**Aim of the task:**
Would you reproduce exactly the lines below from the one holding "[ ] locate the sink faucet" through the one holding "[ ] locate the tree reflection in lake", inclusive, and no others?

(Data provided Opens)

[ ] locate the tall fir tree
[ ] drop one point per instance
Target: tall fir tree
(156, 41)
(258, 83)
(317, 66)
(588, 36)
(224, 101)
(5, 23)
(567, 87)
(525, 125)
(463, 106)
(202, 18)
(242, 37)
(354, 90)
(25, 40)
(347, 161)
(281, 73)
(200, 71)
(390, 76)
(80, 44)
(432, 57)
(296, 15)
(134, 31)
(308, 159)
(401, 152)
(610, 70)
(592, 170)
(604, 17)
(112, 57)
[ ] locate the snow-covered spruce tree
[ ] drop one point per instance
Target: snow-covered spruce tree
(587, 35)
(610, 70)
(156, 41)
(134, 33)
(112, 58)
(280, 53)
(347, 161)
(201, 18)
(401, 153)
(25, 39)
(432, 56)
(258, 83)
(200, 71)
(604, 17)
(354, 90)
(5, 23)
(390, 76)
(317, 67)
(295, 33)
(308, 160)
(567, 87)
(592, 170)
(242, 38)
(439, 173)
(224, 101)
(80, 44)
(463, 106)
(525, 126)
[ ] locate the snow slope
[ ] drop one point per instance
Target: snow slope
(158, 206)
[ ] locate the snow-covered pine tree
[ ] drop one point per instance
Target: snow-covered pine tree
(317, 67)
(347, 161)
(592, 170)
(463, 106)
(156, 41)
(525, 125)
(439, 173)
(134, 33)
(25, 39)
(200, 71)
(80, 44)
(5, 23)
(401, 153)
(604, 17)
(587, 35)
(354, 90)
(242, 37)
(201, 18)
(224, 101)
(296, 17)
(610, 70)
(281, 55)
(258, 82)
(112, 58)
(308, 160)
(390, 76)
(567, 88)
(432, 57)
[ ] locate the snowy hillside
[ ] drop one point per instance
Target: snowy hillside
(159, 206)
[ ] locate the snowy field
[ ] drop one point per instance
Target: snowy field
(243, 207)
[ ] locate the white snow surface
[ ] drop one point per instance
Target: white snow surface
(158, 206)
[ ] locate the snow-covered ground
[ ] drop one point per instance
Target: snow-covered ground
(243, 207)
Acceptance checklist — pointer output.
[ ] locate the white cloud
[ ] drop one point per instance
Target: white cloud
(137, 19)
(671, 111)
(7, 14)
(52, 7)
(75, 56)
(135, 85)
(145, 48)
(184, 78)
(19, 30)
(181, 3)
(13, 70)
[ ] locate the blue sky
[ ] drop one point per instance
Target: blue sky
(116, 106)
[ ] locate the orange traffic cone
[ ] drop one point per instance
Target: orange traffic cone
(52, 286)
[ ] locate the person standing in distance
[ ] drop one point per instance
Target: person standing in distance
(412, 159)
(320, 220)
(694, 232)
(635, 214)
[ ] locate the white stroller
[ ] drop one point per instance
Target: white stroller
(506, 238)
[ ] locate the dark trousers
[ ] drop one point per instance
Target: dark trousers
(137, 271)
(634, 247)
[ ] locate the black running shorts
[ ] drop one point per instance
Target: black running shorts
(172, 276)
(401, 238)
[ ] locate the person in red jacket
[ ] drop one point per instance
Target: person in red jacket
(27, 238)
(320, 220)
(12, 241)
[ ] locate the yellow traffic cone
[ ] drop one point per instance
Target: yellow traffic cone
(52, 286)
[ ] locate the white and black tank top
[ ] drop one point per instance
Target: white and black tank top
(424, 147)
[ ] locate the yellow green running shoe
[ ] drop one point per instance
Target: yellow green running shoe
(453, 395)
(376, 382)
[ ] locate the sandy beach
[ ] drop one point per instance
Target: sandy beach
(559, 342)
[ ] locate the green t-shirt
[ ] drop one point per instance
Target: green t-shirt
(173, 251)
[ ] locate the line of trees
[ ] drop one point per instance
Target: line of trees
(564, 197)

(Data provided Closes)
(Data provided Opens)

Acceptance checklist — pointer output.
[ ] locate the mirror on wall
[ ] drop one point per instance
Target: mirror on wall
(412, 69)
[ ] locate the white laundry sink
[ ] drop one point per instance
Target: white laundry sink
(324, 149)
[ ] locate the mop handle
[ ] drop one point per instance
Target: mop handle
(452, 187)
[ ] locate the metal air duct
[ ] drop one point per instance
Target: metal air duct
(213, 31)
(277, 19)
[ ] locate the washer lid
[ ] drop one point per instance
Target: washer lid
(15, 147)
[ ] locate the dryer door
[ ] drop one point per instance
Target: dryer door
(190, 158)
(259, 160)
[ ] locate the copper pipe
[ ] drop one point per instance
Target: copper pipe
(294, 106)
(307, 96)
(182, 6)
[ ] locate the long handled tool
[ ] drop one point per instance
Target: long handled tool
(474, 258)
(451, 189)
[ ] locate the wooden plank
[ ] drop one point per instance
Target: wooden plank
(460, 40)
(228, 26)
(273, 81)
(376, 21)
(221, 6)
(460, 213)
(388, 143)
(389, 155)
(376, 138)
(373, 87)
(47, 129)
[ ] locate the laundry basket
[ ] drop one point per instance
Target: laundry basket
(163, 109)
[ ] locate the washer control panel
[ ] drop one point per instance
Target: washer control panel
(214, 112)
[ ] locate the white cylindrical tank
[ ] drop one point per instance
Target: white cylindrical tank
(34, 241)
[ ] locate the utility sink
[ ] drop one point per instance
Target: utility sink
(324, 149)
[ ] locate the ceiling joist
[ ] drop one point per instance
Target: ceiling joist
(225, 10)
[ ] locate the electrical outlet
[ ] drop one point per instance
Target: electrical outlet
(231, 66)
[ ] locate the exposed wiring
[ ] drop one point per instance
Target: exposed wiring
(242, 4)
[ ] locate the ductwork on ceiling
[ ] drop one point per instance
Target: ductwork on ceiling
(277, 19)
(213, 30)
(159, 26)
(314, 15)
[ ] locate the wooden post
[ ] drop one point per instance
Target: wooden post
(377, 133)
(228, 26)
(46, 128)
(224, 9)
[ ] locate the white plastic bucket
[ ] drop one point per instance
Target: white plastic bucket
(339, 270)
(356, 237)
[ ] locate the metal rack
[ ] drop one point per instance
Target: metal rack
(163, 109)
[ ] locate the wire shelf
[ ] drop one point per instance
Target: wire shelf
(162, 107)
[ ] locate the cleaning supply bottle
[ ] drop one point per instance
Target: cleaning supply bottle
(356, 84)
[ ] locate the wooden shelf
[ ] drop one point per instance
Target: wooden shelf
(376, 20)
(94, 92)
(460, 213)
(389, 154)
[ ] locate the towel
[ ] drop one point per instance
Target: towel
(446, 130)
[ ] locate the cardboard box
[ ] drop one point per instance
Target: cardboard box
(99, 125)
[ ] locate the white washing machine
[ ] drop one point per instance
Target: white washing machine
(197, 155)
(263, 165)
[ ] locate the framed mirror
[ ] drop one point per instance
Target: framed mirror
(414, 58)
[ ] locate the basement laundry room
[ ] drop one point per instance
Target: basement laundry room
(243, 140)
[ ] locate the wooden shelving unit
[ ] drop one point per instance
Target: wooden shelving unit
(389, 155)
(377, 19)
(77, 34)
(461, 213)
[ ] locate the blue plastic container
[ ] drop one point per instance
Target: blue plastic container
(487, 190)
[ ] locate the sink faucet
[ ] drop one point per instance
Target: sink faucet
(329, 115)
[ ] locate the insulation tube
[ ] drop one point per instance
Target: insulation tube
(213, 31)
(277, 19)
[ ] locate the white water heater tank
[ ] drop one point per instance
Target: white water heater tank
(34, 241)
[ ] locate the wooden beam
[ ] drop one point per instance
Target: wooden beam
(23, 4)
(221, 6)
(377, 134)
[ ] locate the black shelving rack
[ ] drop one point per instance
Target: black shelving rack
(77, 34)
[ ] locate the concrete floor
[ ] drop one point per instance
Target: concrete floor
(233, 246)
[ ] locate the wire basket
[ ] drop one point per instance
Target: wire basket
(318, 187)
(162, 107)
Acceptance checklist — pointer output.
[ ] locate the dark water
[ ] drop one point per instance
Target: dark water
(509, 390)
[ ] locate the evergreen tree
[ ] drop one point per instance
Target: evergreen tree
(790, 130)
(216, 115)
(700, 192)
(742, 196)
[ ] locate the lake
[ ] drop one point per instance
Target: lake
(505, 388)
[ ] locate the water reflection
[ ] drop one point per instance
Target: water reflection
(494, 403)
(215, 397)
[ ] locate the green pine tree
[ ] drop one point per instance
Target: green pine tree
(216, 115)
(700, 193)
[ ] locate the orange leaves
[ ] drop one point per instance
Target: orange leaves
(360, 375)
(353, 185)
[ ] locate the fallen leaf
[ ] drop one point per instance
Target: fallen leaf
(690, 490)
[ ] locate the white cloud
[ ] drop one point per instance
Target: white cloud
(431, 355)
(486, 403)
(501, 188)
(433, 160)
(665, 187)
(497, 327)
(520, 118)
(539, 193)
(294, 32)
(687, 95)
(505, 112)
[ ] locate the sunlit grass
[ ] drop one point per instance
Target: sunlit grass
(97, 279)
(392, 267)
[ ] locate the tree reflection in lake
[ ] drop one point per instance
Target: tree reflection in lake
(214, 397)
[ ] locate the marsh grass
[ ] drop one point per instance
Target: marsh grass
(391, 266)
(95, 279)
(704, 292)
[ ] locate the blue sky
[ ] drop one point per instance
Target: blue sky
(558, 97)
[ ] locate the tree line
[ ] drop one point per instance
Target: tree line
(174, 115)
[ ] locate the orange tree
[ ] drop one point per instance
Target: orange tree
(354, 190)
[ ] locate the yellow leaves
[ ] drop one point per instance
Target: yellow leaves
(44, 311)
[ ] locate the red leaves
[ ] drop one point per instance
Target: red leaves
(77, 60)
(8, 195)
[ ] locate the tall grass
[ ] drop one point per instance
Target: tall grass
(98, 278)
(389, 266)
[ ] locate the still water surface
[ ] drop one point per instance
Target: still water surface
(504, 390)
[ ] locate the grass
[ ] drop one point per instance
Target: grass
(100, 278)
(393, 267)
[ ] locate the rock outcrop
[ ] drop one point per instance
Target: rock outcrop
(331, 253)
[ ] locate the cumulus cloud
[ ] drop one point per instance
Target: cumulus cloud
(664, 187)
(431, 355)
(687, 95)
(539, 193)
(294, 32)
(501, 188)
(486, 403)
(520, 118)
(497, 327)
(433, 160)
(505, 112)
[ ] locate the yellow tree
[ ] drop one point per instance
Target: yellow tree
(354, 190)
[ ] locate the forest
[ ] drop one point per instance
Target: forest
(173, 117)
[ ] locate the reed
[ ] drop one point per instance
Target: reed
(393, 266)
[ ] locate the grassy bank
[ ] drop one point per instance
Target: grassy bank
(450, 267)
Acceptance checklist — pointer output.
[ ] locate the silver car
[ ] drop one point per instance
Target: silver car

(Data provided Closes)

**Answer for the task:**
[ ] locate the sink faucet
[ ] drop one point per instance
Target: sink faucet
(329, 115)
[ ] locate the insulation tube
[ ] drop one point per instance
Target: insulation tube
(213, 31)
(277, 19)
[ ] locate the white water heater tank
[ ] drop one point per instance
Target: white water heater tank
(34, 241)
[ ] locate the wooden beam
[ ] drop one point per instance
Target: wooden beam
(23, 4)
(221, 6)
(377, 134)
[ ] locate the black shelving rack
[ ] drop one point per instance
Target: black shelving rack
(77, 34)
[ ] locate the concrete floor
[ ] drop one point per instance
Target: concrete floor
(233, 246)
[ ] locate the wire basket
[ ] drop one point per instance
Target: wire basket
(318, 187)
(162, 107)
Acceptance checklist — pointer output.
[ ] locate the dark water
[ ] drop one point per instance
Target: dark water
(509, 390)
[ ] locate the evergreen tree
[ ] drop one point per instance
Target: evergreen tree
(790, 130)
(216, 115)
(700, 192)
(742, 196)
[ ] locate the lake
[ ] drop one point per instance
Target: lake
(505, 388)
[ ] locate the water reflection
[ ] drop one point per instance
Target: water reflection
(494, 403)
(215, 397)
[ ] locate the green pine tree
[ ] drop one point per instance
Target: green pine tree
(216, 115)
(700, 193)
[ ] locate the orange leaves
[ ] drop one point per instance
Target: orange leaves
(360, 375)
(353, 185)
[ ] locate the fallen leaf
[ ] drop one point per instance
Target: fallen leaf
(690, 490)
[ ] locate the white cloud
[ ] drop one point per instance
Target: white cloud
(431, 355)
(486, 403)
(501, 188)
(433, 160)
(665, 187)
(497, 327)
(520, 118)
(539, 193)
(294, 32)
(687, 95)
(505, 112)
[ ] locate the sunlit grass
[ ] drop one point per instance
Target: sunlit grass
(97, 279)
(392, 267)
[ ] locate the tree reflection in lake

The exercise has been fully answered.